■ Requirements: List each line of the items that contains the word "When".

---- Record list

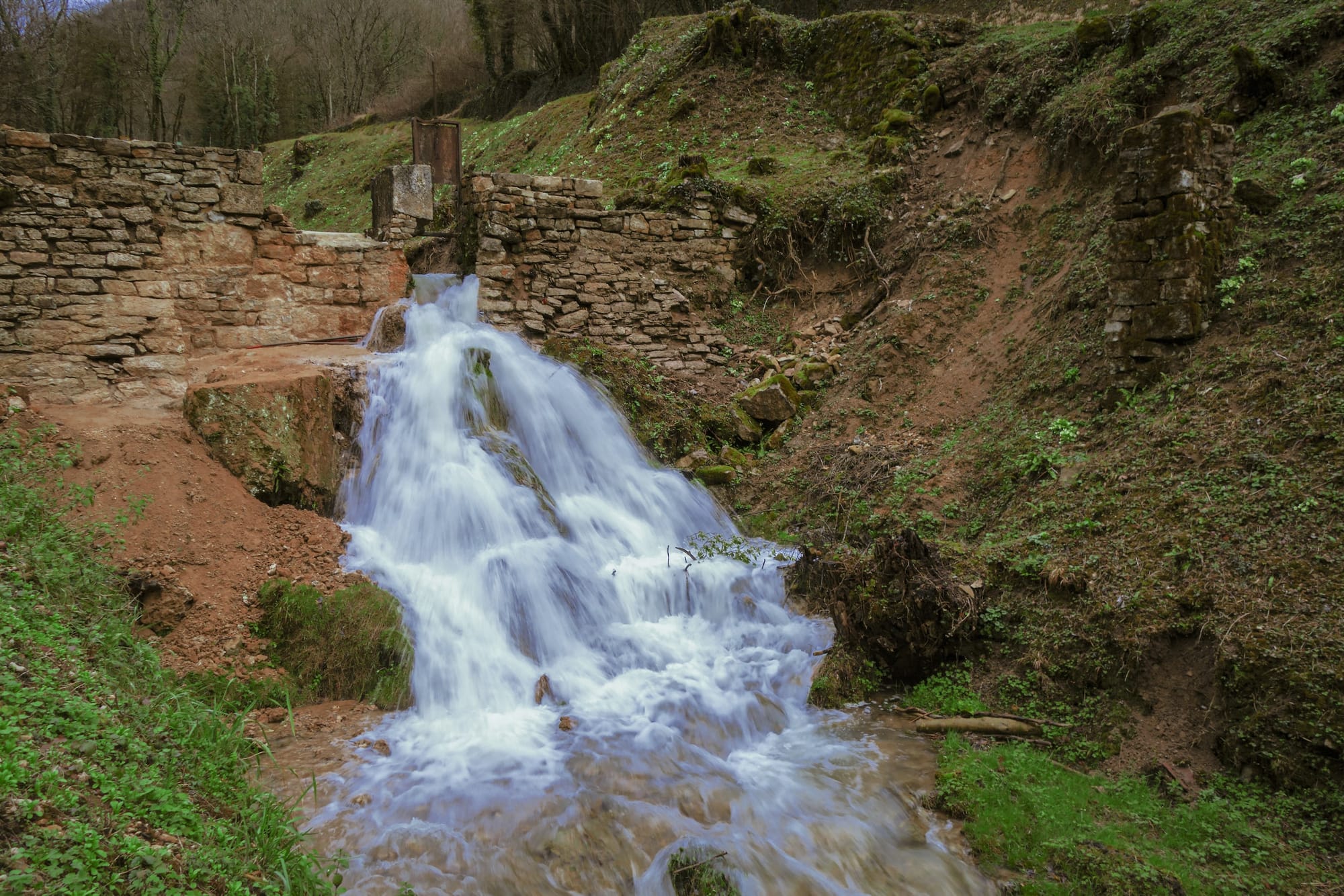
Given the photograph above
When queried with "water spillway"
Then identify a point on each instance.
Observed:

--------
---- Record list

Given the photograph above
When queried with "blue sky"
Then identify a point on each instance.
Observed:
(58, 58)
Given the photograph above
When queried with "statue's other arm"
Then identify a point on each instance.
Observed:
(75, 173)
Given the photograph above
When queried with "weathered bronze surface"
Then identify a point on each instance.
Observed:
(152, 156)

--------

■ Task solution:
When queried with "water spillway"
When queried with "blue sky"
When queried with "statue's other arm"
When queried with "weathered bronze surface"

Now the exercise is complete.